### [Source excerpt]

Thursday, September 10, 2020

Hebrews 2, Bible Reading and Daily Devotionals

 Max Lucado Daily: THE WISE BUILDER

Obedience leads to blessing.  Disobedience leads to trouble!  Remember Jesus’ parable about the two builders who each built a house?  One built on cheap, easy-to-access-sand.  The other built on costly, difficult-to-reach rock.  The second construction project demanded more time and expense, but when the spring rains turned the creek into a gulley washer…guess which builder enjoyed a blessing and which experienced trouble?

According to Jesus, the wise builder is “whoever hears these sayings of mine, and does them” (Matthew 7:24).  The difference between the two was not knowledge and ignorance but obedience and disobedience.  Security comes as we put God’s precepts into practice.  We’re only as strong as our obedience.

### [Given information]
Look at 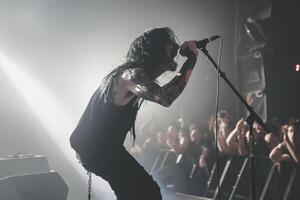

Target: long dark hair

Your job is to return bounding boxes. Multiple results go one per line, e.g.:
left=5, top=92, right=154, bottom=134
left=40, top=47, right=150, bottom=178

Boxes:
left=105, top=27, right=178, bottom=79
left=100, top=27, right=178, bottom=141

### [Task set]
(A) According to the devotional, what was the difference between the two builders?
(B) Reproduce the passage of the devotional starting with "Max Lucado Daily: THE" and going on through "as our obedience.".
(C) State whether each of the following statements agrees with the devotional, answering yes or no and quoting the deciding words of the devotional:
(i) The first builder built his house on rock.
(ii) The second construction project required more time and expense.
(iii) The devotional states that we are only as strong as our knowledge.

### [Outputs for the tasks]
(A) The difference was not knowledge and ignorance but obedience and disobedience.

(B)
Max Lucado Daily: THE WISE BUILDER

Obedience leads to blessing.  Disobedience leads to trouble!  Remember Jesus’ parable about the two builders who each built a house?  One built on cheap, easy-to-access-sand.  The other built on costly, difficult-to-reach rock.  The second construction project demanded more time and expense, but when the spring rains turned the creek into a gulley washer…guess which builder enjoyed a blessing and which experienced trouble?

According to Jesus, the wise builder is “whoever hears these sayings of mine, and does them” (Matthew 7:24).  The difference between the two was not knowledge and ignorance but obedience and disobedience.  Security comes as we put God’s precepts into practice.  We’re only as strong as our obedience.

(C)
(i) No: "One built on cheap, easy-to-access-sand."
(ii) Yes: "The second construction project demanded more time and expense"
(iii) No: "We’re only as strong as our obedience."